PF: And would the same apply for coloured filters? You wouldn’t use them to, kind of, enhance the image. You would do it to…
CM: I used to in documentaries. I used to use an Aero 5, a yellow filter, when I’m shooting colour sometimes and I would use [corals ?], and I would use Harrison blues. Emotional, depending on where the story was at, I might induce the negative one way or another. So yes, I think, like we were talking about, the stories, everything, the mood of the photography and the lighting comes from what you read and how it affects you. And then off you go and do your thing and hope that everyone likes what you’re doing. So you might use filters to change things.
[00:20:14]
PF: Could you talk a little bit, perhaps, about your experience with Eastmancolor itself? You were talking before about some of those earlier stocks with the lower ASA. Did it ever get to a point where you were more satisfied with the colour reproduction with a more natural sort of look to the film, or were you always trying to enhance that at all, the negative?
CM: I think that I was always trying to… I was always trying to make Eastmancolor neg more, I’m going to use the word subtle, more gentle, more… less in your face. I was always trying to do that. And, as I said, Brian Probyn did that with talcum powder and we did it by pre-flashing. So I was always working… like if when lighting [it’d ?] quite often be a question of using negative light rather than positive light. But again it’s a question of observing what you see in real situations and that’s a great teacher.
PF: So, sort of talking about Eastmancolor still, as we’re moving sort of into the late-70s when the stocks were becoming much faster, do you feel that there was less that you had to do to achieve the look you wanted? When you put the negative in the camera were you generally satisfied that you would get a better look? Thinking about, probably in the ‘60s they had stronger blues in the Eastmancolor. They were, kind of, the colours were much stronger.
CM: But I mean, when you have a close relationship with the grader and the lab, you can almost fix any problem. There are certain problems you can’t fix, like cyan and magenta can be problems, but on the whole you can almost fix any problem with working with a lab. The big problem that you can’t solve is speed. So I used to send my 16mm colour neg to Chemtone in New York and they had a boosting system and fortunately ATV allowed me to send my rushes to New York to be processed so I could push my neg at least a stop. And then one of the lenses I used a lot was a .95 Angenieux which, of course, is two stops faster than the standard lens. So I was basically getting, even in the mid-60s, I was getting… when did the 500 stock come out?
PF: I think it was…
CM: 93?
PF: Probably, yeah.

※ ※ ※

**JOBS:**
[1] Reproduce everything in the cinematography interview from "PF: And would" down to "to change things.", word for word.
[2] Carry on the cinematography interview past its final line, keeping the same back-and-forth between the two speakers.

※ ※ ※

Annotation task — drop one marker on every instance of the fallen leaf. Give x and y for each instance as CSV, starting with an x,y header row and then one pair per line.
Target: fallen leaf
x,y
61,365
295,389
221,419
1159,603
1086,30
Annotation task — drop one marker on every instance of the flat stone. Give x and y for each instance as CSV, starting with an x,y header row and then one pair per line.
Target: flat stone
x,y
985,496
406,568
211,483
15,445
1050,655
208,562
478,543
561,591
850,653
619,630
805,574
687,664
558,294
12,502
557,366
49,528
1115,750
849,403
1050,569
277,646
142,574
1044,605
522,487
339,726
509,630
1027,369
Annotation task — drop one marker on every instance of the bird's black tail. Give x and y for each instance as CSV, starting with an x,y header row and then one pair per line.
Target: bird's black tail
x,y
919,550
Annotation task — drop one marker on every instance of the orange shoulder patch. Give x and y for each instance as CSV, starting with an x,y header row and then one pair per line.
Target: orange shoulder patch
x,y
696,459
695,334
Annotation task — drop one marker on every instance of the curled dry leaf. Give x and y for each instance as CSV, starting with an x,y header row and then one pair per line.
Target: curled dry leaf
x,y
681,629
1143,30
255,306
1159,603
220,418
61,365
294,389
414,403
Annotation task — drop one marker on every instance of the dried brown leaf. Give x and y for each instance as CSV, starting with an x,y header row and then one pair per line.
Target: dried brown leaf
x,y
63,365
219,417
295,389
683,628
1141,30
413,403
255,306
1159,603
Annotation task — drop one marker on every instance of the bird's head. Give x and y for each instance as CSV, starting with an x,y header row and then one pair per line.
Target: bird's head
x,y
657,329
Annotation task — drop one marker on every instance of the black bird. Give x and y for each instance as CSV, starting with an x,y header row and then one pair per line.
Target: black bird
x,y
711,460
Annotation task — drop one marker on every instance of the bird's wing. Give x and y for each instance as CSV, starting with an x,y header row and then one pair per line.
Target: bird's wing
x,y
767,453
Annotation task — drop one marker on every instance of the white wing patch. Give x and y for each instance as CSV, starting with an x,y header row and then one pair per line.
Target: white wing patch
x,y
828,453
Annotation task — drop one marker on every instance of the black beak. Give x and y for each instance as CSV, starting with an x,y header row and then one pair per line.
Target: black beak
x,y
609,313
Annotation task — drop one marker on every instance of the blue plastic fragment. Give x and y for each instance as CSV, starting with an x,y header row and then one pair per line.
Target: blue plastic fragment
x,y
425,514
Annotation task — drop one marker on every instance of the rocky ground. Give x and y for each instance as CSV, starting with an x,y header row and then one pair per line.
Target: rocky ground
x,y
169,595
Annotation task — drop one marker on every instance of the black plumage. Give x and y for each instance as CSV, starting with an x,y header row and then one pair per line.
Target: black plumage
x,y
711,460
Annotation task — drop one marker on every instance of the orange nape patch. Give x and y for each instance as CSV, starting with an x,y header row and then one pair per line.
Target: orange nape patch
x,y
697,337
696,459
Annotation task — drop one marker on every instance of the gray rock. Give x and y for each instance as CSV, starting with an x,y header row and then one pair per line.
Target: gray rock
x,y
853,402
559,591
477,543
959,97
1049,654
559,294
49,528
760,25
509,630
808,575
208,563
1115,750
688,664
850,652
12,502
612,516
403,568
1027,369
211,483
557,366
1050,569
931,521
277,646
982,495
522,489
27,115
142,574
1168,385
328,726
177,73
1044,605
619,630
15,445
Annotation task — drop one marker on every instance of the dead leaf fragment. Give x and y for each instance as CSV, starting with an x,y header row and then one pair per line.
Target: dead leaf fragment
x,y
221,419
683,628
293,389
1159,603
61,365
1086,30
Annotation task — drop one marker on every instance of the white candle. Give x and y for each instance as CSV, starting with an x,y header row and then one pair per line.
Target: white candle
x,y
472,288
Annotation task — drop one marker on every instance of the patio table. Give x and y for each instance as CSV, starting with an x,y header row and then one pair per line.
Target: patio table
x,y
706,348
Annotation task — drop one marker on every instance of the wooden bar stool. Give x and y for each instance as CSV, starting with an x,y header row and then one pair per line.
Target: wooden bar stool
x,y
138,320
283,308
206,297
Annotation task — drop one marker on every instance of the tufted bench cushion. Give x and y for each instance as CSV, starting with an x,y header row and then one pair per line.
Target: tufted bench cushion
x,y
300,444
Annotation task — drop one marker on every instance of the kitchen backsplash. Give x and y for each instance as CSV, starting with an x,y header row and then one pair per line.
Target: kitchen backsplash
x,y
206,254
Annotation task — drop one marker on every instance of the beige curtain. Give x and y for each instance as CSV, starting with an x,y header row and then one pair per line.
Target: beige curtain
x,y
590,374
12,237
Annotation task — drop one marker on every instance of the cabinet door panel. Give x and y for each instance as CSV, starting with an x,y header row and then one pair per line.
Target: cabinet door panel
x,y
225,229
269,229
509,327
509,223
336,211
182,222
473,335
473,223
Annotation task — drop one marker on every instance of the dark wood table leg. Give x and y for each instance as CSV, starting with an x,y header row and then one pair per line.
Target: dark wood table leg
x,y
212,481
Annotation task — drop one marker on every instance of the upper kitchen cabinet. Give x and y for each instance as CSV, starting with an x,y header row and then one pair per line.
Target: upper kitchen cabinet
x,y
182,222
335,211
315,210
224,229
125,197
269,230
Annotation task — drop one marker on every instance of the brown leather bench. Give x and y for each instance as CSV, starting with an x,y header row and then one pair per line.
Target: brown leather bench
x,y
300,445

※ ※ ※

**RESPONSES:**
[1]
PF: And would the same apply for coloured filters? You wouldn’t use them to, kind of, enhance the image. You would do it to…
CM: I used to in documentaries. I used to use an Aero 5, a yellow filter, when I’m shooting colour sometimes and I would use [corals ?], and I would use Harrison blues. Emotional, depending on where the story was at, I might induce the negative one way or another. So yes, I think, like we were talking about, the stories, everything, the mood of the photography and the lighting comes from what you read and how it affects you. And then off you go and do your thing and hope that everyone likes what you’re doing. So you might use filters to change things.

[2]
CM: But I, by using Chemtone processing in New York and by using the Angenieux .95 lens, I was able to shoot in almost any circumstances. That was always my issue, was enough light for exposure. That was my number one concern, whether I was on the back of a fire engine in Chicago, or with the LAPD or anywhere, or in the jungle in Burma, was having enough exposure. So that was my issue and that’s how I dealt with it by getting it processed in New York or by using an Angenieux .95 lens.
PF: You mentioned the labs there. What about the labs in the UK? Did you have a particular relationship with…
CM: There were two labs I worked with a lot and one of the people I enjoyed most of all was a man called John Ensby who was at Technicolor and then David Hemmings at Kays. Yeah that relationship was incredibly important, as important as dealing with, or as working with the art department or the costume department, and the schedule. I suppose equally important is scheduling of a film to make sure the light works for the story and in serving the actors.
[00:25:30 – 00:25:40 brief interruption]
PF: Yes so, to go back to that Chris, the relationship you had with Kays and Technicolor, did you have much say in which lab processed your work, maybe thinking about the features? Or was that largely determined by the producer?
CM: I always used to work with Technicolor but then on, I remember on Local Hero David Puttnam saying we had to use an English lab so we went to Kays. But most of my relationship was with Technicolor.
PF: So, thinking about working with the grader, I know you said before that you like to keep the essence of the negative. Can you talk a bit about that process of working with the grader and ensuring that that image was maintained right through processing to printing? How much involvement did you have there?
CM: I think that the biggest problem is always that the directors always spends a long time in the cutting room with the dailies, with the rushes, and he gets used to it looking in a certain way. Now, if those dailies weren’t printed exactly as you, as the DP, wanted you might then have a problem with the director thinking you’re changing his film. But, on the whole, if you worry about it and care about it from the word go it’s going to be a good collaboration. If you know which battles to fight.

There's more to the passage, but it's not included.